▶ _Data to use_
>>>>>

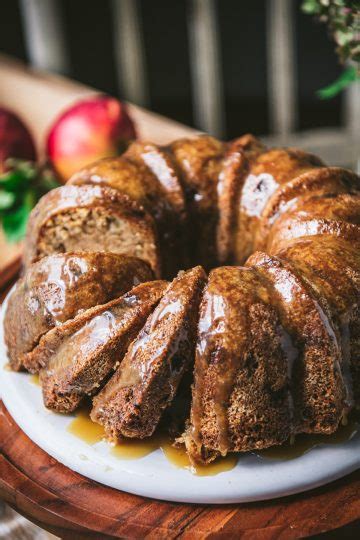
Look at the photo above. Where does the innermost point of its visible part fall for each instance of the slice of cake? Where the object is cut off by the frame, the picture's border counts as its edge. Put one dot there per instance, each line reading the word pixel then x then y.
pixel 132 402
pixel 91 218
pixel 58 287
pixel 79 356
pixel 242 397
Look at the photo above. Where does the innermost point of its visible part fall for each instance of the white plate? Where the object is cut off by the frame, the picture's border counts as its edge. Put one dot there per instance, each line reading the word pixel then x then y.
pixel 154 476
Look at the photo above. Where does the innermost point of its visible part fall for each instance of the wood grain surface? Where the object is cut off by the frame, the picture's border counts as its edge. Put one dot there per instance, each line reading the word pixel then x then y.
pixel 73 507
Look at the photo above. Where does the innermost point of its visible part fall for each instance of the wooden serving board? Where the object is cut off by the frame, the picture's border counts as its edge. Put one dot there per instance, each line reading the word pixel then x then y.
pixel 74 507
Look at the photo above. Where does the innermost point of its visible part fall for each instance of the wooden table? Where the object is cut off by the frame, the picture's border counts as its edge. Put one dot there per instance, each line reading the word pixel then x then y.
pixel 72 506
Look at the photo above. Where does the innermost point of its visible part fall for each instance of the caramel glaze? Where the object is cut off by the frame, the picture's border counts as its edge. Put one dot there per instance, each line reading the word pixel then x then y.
pixel 277 350
pixel 57 288
pixel 244 370
pixel 79 356
pixel 318 365
pixel 132 402
pixel 267 173
pixel 331 268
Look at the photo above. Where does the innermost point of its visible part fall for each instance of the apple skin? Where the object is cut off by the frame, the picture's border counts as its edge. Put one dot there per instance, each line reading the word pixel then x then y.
pixel 15 139
pixel 93 128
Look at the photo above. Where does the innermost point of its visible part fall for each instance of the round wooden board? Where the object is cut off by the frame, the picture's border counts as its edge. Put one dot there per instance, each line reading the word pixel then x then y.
pixel 72 506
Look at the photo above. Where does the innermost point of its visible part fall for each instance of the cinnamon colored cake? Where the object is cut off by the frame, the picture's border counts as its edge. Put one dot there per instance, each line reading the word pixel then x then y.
pixel 269 340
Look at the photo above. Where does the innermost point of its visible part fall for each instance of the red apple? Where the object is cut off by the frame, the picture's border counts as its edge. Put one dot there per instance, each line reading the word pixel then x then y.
pixel 93 128
pixel 15 139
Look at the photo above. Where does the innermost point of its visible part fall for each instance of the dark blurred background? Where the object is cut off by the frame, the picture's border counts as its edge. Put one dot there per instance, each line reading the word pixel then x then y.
pixel 89 32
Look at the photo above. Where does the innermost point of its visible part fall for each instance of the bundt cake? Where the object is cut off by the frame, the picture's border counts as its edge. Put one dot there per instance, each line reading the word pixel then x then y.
pixel 91 218
pixel 271 348
pixel 78 356
pixel 58 287
pixel 146 382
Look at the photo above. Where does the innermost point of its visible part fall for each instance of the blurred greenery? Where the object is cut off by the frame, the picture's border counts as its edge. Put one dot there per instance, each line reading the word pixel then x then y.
pixel 21 186
pixel 342 18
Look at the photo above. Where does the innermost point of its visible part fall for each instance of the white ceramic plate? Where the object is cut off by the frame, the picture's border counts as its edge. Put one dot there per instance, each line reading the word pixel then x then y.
pixel 252 479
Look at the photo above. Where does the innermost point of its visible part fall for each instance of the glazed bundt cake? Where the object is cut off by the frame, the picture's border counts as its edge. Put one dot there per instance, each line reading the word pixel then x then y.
pixel 271 348
pixel 58 287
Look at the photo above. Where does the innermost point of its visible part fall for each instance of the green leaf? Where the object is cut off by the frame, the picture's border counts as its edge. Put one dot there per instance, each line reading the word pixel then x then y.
pixel 310 6
pixel 14 223
pixel 345 79
pixel 13 181
pixel 6 200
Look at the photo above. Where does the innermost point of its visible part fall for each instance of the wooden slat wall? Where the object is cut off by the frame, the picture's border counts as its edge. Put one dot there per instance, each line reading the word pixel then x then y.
pixel 47 49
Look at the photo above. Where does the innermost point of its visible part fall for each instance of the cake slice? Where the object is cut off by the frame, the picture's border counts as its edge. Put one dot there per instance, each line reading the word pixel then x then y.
pixel 58 287
pixel 199 160
pixel 330 266
pixel 78 357
pixel 318 184
pixel 239 154
pixel 147 175
pixel 242 392
pixel 91 218
pixel 320 392
pixel 132 402
pixel 268 172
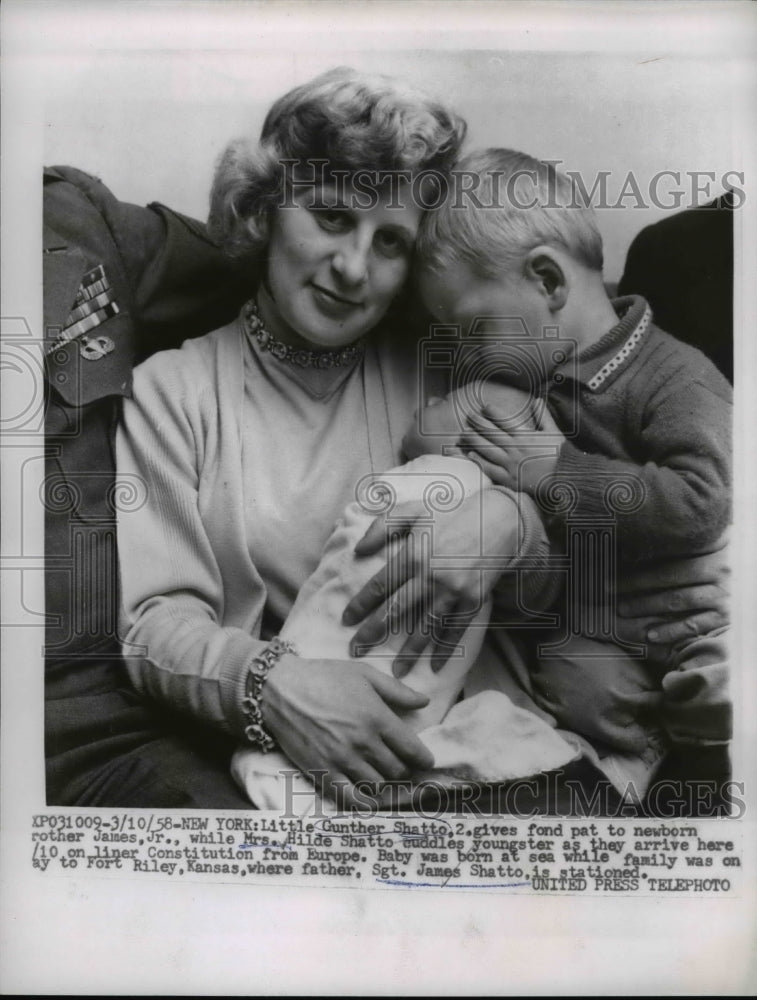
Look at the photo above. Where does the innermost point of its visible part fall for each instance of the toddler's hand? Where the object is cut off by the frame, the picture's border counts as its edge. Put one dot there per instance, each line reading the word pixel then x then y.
pixel 512 454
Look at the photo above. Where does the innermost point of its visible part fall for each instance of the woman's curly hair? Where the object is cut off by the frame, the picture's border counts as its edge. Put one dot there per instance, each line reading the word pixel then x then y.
pixel 353 120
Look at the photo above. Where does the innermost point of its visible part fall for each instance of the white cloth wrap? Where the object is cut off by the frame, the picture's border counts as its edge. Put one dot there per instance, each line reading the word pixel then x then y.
pixel 482 738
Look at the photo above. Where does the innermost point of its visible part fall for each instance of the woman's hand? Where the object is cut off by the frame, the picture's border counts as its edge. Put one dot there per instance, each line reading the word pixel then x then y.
pixel 339 717
pixel 437 577
pixel 675 600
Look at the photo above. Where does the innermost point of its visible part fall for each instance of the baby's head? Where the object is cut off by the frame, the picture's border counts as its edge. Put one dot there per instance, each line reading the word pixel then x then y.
pixel 521 244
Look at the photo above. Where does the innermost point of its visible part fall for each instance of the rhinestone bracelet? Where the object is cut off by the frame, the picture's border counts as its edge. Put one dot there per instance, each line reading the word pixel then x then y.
pixel 257 674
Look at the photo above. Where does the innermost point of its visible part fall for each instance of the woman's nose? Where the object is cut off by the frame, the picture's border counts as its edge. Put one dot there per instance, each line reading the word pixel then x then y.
pixel 351 262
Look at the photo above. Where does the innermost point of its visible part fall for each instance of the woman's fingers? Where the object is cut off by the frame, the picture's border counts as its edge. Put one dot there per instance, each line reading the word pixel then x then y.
pixel 697 571
pixel 407 746
pixel 394 616
pixel 374 594
pixel 679 601
pixel 394 693
pixel 662 633
pixel 386 527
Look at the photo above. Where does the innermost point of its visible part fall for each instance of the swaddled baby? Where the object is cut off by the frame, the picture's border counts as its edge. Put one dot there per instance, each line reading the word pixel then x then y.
pixel 482 738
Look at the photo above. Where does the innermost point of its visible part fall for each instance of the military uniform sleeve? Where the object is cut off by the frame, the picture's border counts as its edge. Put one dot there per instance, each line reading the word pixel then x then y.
pixel 181 283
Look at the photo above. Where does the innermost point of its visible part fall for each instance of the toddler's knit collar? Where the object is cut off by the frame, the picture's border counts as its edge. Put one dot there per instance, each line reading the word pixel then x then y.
pixel 601 363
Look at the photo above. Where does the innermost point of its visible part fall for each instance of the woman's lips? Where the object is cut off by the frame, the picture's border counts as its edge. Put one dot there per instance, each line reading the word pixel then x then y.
pixel 332 303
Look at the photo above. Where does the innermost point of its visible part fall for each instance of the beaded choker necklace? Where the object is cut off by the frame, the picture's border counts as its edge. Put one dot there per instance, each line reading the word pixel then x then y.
pixel 294 355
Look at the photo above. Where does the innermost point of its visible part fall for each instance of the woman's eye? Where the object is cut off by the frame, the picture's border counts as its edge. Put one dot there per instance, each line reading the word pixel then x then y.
pixel 333 220
pixel 390 243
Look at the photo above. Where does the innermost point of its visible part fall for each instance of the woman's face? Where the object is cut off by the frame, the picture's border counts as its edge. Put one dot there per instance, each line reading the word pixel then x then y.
pixel 334 271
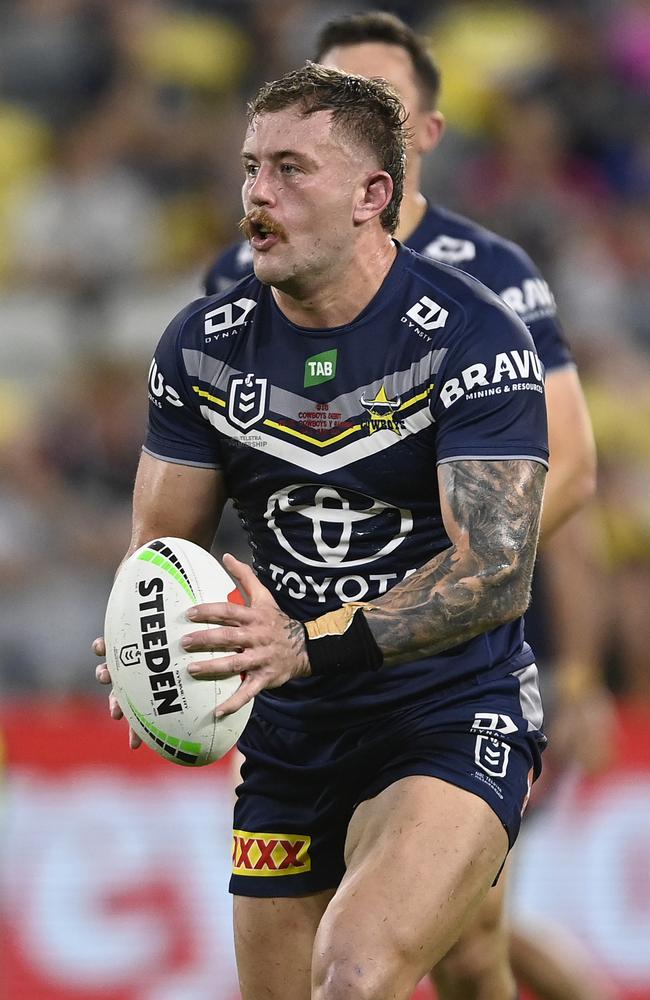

<<<<<

▶ _Brief_
Produce an exact copy of only those lines that run from the line with "the woman's lips?" to the final line of the records, including both; exclude images.

▶ _Response area_
Look at the photo above. Where does the innermost point of its visible part fall for each instance of the woman's lips? Where the object is cut off by the frame, the picture's border counts as its edge. Put one dot there per instance, each line reading the word pixel then x then y.
pixel 332 303
Look at the photo above. Where does the innermost point of its visible part fall for each instance of the beaded choker necklace? Where the object is cut off by the frame, the picture's border counts as its edge. Put one dot there per instance, each line reading the word pixel then x then y.
pixel 294 355
Look at the photo above. Where does the innermost point of its visible part fall for each instance of the woman's eye? Where the object is cut off by the frame, the picture's border counts as its edge. Put one dot there per instance, each line reading the word pixel then x then y.
pixel 333 220
pixel 390 243
Look at the photo above. Where does the innermost point of its visible part fall for each instance of the woman's face? Where the object is cut off by the frame, the picture's border counts as its edge. Put one dot there per instance, each line reading the word pixel then x then y.
pixel 334 271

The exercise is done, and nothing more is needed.